**** Records supplied
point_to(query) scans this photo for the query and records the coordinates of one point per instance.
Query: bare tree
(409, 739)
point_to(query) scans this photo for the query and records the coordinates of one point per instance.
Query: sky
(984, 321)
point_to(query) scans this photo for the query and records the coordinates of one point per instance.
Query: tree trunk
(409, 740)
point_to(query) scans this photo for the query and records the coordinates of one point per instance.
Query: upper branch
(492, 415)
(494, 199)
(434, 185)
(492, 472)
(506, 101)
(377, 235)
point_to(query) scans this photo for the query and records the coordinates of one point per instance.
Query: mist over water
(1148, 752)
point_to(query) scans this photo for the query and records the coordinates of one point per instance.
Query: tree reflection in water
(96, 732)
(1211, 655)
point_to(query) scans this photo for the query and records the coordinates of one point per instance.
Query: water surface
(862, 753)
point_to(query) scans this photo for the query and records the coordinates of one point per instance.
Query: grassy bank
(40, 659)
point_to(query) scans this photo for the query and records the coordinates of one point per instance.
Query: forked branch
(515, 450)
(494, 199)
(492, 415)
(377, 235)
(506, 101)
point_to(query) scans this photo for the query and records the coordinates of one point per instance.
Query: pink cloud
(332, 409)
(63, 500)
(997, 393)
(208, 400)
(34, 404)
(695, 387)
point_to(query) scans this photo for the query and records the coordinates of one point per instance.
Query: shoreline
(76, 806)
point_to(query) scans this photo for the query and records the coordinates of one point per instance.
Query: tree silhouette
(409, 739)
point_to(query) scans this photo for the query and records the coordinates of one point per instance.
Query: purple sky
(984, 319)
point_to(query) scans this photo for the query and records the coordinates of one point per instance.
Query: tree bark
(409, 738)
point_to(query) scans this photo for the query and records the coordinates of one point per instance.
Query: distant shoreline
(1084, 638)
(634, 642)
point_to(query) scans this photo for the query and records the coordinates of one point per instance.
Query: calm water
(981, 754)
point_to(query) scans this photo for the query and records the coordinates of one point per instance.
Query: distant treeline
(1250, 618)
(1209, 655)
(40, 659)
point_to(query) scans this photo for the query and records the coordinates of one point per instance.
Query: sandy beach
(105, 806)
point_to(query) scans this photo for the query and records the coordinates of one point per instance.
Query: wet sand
********
*What is required*. A word-for-word restatement of the records above from the line containing "Query: forked branch" to their final line is all the answer should hold.

*Exercise result*.
Query: forked branch
(515, 450)
(494, 199)
(492, 415)
(377, 235)
(506, 101)
point_to(query) scans this photo for the query and records the coordinates of one point per instance.
Query: pink cloud
(332, 409)
(63, 500)
(997, 393)
(208, 400)
(34, 404)
(695, 387)
point_to(query) scans this photo for the query and records the coordinates of one point per instance.
Query: shoreline
(76, 806)
point_to(query) scans this photo for the query and records the coordinates of one point per instance.
Query: tree silhouette
(409, 739)
point_to(query) scans this photo for the query and records the coordinates of one point per instance.
Query: purple sky
(984, 319)
point_to(query) scans this photo for the query and records the coordinates of one point per instance.
Query: tree bark
(409, 738)
point_to(query) scans this photo for the query and records the coordinates of one point per instance.
Query: distant shoreline
(1084, 638)
(634, 642)
point_to(query) scans this photo for the query and records the coordinates of one point per instance.
Query: calm water
(981, 754)
point_to(query) scans this photo for the query and records the coordinates of one point per instance.
Query: distant treeline
(1250, 618)
(1209, 655)
(40, 659)
point_to(query) scans this photo for the query and records the coordinates of one point per instance.
Query: sandy beach
(105, 806)
point_to(query) scans this photo for the query and records the coordinates of one point per instance.
Query: wet sand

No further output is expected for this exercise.